=== Begin Enclosure ===

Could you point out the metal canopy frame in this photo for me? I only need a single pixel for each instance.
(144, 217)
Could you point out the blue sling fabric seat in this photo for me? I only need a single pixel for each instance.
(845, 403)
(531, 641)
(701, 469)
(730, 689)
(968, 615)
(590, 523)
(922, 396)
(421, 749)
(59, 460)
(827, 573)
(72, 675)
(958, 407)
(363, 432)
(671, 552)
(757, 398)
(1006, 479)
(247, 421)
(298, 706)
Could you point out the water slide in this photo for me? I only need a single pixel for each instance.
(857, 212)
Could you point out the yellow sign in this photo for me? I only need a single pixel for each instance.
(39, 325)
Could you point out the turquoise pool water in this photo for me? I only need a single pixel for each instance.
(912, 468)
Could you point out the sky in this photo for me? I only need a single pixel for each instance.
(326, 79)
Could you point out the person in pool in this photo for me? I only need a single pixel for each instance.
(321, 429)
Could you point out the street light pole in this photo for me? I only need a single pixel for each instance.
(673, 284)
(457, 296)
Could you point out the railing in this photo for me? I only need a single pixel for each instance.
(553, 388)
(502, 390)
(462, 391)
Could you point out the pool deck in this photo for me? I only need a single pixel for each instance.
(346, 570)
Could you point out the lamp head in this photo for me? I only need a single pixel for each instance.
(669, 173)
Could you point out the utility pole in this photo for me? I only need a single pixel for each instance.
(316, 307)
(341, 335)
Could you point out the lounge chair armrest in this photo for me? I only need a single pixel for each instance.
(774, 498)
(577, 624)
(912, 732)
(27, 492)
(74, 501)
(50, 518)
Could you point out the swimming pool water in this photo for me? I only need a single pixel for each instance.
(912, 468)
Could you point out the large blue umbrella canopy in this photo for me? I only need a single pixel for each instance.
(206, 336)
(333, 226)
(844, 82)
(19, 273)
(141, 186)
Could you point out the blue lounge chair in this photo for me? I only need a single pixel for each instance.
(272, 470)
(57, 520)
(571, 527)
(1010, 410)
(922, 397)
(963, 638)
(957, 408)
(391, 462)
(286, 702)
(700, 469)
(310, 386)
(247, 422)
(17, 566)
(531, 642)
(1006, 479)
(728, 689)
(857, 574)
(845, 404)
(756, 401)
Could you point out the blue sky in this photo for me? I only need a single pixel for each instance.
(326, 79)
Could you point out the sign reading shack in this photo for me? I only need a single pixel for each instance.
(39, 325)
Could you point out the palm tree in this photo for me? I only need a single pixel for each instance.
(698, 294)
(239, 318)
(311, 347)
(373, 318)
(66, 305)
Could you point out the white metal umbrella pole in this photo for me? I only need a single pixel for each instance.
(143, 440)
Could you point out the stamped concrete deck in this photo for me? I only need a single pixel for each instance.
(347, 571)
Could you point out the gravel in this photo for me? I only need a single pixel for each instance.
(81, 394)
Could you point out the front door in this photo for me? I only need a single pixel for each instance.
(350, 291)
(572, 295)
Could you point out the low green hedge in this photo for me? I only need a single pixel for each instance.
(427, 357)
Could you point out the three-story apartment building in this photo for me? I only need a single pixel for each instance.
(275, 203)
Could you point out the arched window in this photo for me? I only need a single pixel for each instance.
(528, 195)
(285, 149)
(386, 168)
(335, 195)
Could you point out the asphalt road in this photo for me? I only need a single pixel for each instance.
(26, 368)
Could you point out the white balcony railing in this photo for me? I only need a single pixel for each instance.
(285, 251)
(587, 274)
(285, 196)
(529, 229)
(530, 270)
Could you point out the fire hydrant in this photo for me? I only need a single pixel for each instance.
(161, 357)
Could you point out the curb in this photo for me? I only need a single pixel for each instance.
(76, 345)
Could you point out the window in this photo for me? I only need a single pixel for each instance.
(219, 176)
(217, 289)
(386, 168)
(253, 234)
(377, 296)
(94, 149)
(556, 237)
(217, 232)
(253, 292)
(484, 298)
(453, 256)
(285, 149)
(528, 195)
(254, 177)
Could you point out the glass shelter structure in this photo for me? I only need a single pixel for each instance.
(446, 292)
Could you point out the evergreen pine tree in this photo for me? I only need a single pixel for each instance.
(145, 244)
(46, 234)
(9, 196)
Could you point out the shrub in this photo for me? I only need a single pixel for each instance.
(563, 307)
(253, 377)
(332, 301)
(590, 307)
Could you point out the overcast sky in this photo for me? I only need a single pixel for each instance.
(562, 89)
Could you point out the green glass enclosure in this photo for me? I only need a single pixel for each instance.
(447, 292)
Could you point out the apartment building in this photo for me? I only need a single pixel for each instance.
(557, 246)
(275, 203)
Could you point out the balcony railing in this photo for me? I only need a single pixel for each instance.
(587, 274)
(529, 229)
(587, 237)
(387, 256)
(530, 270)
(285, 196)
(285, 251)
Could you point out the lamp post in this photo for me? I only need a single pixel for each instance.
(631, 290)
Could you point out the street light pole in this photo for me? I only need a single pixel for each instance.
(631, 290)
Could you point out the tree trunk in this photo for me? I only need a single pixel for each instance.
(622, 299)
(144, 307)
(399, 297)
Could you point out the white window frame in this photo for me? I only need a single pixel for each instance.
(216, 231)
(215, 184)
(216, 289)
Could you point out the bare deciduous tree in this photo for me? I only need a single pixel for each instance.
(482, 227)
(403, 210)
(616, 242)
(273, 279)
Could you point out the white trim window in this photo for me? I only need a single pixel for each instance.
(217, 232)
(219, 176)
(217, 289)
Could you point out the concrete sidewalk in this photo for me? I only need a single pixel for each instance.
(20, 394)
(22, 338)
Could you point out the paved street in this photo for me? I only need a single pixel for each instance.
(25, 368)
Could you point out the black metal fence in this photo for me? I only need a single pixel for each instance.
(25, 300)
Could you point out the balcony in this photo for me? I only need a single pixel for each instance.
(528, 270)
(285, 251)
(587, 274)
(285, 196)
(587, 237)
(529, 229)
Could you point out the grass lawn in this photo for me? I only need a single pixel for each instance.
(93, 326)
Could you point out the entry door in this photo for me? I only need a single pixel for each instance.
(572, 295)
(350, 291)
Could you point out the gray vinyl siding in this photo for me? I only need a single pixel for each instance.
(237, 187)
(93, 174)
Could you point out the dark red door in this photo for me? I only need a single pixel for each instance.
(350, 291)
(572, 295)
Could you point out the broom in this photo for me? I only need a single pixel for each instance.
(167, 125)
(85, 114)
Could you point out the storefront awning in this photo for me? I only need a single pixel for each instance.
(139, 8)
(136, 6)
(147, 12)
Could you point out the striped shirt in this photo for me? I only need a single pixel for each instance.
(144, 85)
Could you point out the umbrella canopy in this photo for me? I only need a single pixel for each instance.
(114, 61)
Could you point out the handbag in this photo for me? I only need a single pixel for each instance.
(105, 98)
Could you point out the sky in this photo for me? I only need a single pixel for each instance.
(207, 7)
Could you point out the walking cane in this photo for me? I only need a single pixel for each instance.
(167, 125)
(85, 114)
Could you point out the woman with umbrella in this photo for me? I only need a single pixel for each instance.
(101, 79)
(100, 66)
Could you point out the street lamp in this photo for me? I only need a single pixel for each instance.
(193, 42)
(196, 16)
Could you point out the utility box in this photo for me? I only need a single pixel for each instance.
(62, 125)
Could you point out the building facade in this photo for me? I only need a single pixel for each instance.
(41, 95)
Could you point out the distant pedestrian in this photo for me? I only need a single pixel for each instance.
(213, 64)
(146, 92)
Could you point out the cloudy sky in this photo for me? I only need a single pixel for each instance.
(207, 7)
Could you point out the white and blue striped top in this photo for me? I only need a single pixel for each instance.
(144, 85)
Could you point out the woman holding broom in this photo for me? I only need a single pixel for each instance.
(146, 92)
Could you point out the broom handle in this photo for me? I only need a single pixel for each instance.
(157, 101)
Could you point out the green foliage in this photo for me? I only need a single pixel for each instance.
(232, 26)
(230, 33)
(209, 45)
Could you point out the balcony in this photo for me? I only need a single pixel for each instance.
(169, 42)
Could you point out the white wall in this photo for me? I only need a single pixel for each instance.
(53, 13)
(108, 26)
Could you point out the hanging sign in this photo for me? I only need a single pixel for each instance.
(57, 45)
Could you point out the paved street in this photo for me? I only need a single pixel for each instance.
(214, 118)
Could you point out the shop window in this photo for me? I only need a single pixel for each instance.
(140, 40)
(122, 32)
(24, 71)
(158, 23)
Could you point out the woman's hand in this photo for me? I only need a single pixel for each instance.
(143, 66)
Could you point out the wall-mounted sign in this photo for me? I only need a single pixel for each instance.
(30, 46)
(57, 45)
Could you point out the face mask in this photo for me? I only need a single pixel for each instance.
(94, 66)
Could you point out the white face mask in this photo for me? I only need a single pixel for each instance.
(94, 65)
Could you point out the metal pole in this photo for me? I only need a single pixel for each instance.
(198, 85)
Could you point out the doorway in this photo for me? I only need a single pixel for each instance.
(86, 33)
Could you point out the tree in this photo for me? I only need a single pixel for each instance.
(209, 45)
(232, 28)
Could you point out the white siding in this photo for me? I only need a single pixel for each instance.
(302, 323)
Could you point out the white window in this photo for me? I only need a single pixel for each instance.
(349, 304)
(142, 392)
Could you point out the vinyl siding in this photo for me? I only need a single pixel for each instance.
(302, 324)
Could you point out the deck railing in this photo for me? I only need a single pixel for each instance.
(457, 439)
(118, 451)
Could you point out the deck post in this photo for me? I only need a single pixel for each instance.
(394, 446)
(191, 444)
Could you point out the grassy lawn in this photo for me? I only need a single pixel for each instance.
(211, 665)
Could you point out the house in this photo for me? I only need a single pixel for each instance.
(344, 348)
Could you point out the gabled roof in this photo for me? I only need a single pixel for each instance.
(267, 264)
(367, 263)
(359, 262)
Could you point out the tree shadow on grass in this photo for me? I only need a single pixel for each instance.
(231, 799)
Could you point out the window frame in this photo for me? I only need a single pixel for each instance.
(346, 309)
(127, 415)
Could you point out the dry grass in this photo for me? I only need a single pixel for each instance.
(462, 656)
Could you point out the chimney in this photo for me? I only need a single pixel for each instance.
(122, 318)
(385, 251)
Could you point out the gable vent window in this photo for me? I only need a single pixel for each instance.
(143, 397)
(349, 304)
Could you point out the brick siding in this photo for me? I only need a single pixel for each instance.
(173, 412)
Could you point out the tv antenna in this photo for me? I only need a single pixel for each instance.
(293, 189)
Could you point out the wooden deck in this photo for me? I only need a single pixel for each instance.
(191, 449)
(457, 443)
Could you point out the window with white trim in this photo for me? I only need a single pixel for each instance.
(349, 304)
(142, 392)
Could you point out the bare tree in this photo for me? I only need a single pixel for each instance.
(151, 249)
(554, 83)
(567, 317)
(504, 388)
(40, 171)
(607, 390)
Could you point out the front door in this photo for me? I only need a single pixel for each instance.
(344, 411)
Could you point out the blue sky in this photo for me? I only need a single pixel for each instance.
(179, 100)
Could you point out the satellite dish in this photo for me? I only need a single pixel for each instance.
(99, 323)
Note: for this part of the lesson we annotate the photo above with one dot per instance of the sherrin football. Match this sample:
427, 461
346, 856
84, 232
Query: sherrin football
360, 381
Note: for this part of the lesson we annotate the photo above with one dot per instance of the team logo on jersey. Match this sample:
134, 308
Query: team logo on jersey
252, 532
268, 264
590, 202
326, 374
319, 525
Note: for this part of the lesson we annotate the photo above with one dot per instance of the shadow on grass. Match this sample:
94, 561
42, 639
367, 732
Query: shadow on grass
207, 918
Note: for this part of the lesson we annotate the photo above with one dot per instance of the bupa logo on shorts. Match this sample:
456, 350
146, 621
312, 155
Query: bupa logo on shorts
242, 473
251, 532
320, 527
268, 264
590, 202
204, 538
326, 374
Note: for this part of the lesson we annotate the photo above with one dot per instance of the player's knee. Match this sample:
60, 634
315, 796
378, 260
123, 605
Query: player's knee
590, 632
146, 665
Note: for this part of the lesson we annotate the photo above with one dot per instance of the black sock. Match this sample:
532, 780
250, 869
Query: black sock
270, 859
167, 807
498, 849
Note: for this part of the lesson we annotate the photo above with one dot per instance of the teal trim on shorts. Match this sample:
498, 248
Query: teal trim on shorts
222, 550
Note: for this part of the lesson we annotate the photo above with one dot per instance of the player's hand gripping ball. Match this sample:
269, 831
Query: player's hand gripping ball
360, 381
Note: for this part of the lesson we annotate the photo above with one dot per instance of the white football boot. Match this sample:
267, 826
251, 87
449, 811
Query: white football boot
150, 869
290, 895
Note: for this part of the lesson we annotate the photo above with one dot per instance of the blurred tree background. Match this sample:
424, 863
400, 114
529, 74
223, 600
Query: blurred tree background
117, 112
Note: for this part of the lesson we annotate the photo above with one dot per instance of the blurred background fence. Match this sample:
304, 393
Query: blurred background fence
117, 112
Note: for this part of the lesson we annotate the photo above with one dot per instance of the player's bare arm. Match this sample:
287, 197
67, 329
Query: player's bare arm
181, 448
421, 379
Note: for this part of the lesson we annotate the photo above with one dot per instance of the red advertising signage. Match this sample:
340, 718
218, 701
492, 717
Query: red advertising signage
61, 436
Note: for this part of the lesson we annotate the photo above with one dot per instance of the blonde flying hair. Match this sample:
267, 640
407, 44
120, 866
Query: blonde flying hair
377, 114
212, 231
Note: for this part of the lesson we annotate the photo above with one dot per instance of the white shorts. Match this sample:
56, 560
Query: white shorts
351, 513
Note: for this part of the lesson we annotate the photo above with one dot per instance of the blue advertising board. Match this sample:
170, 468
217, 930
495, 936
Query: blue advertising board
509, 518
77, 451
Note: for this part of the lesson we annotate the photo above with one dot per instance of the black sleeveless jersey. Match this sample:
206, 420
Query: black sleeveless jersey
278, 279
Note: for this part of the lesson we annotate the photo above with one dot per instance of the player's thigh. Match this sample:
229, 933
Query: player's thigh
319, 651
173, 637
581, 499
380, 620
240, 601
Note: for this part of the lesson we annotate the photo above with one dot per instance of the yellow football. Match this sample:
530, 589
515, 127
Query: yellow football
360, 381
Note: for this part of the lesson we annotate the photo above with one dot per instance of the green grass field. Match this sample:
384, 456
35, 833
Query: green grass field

=== End Enclosure ===

Look through the entries above, find each line containing "field", and copy it.

#### RESPONSE TO THIS TASK
Note: for this part of the lesson we annotate the photo above with one dot per instance of the green grass field. Match this sample:
Query: green grass field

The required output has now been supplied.